[PAGE EXTRACT]
==============================
It could be 2021 or never for the Tokyo Olympics.
Dick Pound, Canada’s longtime International Olympic Committee (IOC) member, said he doesn’t foresee being able to delay the Tokyo Games by another year.
“The Japanese have said we can keep the ball up in the air for a year, but not longer than a year,” Pound said in an interview with CBC Sports’ Scott Russell on Friday. “We really have to hope that we get this act together in time for 2021.”
Pound, 78, broached the idea of postponement due to the coronavirus pandemic a day before the change was made official on March 24. The Tokyo Olympics are now scheduled to run from July 23 to Aug. 8, 2021.
The Japanese Organizing Committee (JOC) is the best he’s seen, Pound said Friday, and was thus prepared for all the fallout caused by postponement. Now, the St. Catharines, Ont., native is hoping the rescheduled Olympics could become a flashbulb moment in a post-pandemic world.
“[The JOC] says, ‘It’s important to us and yes, we think we can do that.’ Then by all means yes, let’s give the kids a chance, let’s give the world a chance to weather this storm,” Pound said. “Come back and you can emerge from an existential threat to humanity with this huge gathering of the youth of the world.”
As most of the world enforces strict physical distancing guidelines, and as professional sports ponder how to hold events with as few as two athletes, the idea of 11,000 athletes around the globe congregating in one place seems nearly impossible.
But Pound says the universality of the Olympics is what makes the event so great.
“It’s a really intricate tapestry when you look at all the arrangement,” Pound said. “But that said, that’s the huge benefit of having an event that’s not just a series of world championships brought together in a television studio. It’s the people reacting with people that really matters.”
WATCH | Pound says universality of Olympics could shine through in 2021:
Pound competed in the 1960 Olympics in Rome as a swimmer, where he placed sixth in the 100-metre freestyle. He said it was his experience there — being able to meet people outside of his own sport and his own country — that sparked his lifelong Olympic passion.
And so he had a message for today’s athletes, now forced to wait another 12 months for their potentially life-altering experience.
“Hang in there. We’re trying to preserve that experience for you. It’s postponed a little but you’re resilient. If you’re an athlete, you learn a lot more from your setbacks than you do from your wins,” Pound said.
“Everybody in the world hopes that this event can be put back together a year later and the world will have a chance to see you in action. You’ll have a chance to do your best and everybody will feel good about the outcome.”
Financial cost of postponement
Beyond the athletes, the financial reverberations of Olympics’ postponement will be felt throughout the world.
“I think what we’re likely to find, somewhat to our horror, is that many of the [international sport federations] are so dependent on their share of the Olympic revenues that they really can’t carry on at the level they’re doing now, or would like to do, without making some changes,” Pound said.
==============================
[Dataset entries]

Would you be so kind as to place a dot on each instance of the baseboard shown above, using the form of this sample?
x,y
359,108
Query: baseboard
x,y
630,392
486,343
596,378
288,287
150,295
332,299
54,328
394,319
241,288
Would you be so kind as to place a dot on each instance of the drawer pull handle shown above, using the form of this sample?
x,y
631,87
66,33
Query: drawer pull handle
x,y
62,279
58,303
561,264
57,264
==============================
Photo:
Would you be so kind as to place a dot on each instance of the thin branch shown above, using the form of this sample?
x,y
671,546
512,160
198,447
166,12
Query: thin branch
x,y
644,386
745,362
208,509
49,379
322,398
==============================
[PROBLEM STATEMENT] In the article on the Tokyo Olympics postponement, quote the stretch from "As most of the" through "seems nearly impossible." word for word.

[SOLUTION TO THIS PROBLEM]
As most of the world enforces strict physical distancing guidelines, and as professional sports ponder how to hold events with as few as two athletes, the idea of 11,000 athletes around the globe congregating in one place seems nearly impossible.